**DOCUMENT TEXT**:
──────

Corolla Wild Horses Protection Act
- Long title: To direct the Secretary of the Interior to enter into an agreement to provide for management of the free-roaming wild horses in and around the Currituck National Wildlife Refuge.
- Announced in: the 113th United States Congress
- Sponsored by: Rep. Walter B. Jones (R, NC-3)
- Number of co-sponsors: 0

Codification
- Agencies affected: United States Department of the Interior, National Park Service

Legislative history
- Introduced in the House as H.R. 126 by Rep. Walter B. Jones, Jr. (R-NC) on January 3, 2013; Committee consideration by United States House Committee on Natural Resources, United States House Natural Resources Subcommittee on Fisheries, Wildlife, Oceans and Insular Affairs; Passed the House on June 3, 2013 (Voice vote);

= Corolla Wild Horses Protection Act =

2013 bill for the management feral horses

The Corolla Wild Horses Protection Act is a bill that was introduced into the 113th United States Congress, where it passed the United States House of Representatives. The bill would affect wild horses living in North Carolina.

──────

**GIVEN ENTRIES**:

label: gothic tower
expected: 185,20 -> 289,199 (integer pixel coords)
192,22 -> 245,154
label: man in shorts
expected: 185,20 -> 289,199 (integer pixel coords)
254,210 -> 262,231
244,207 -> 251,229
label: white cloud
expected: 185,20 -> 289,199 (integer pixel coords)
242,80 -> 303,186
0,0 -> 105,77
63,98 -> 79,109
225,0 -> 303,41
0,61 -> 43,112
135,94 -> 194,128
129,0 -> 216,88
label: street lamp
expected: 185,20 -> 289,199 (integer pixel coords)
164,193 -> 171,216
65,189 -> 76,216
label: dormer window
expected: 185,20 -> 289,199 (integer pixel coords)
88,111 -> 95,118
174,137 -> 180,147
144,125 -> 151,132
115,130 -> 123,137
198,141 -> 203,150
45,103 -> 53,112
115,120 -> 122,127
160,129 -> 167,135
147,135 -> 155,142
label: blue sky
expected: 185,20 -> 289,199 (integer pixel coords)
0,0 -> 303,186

──────

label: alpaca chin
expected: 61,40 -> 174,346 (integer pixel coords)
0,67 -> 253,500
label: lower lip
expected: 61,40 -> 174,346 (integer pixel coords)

──────

**WHAT NEEDS TO BE DONE**:
Using the text on the Corolla Wild Horses Protection Act, answer these questions:
(a) Under what bill number was the measure introduced in the House, and on what date?
(b) How many co-sponsors did the bill have?
(c) In which state do the wild horses affected by the bill live?

**EXERCISE OUTPUT**:
(a) H.R. 126, introduced on January 3, 2013.
(b) Zero.
(c) North Carolina.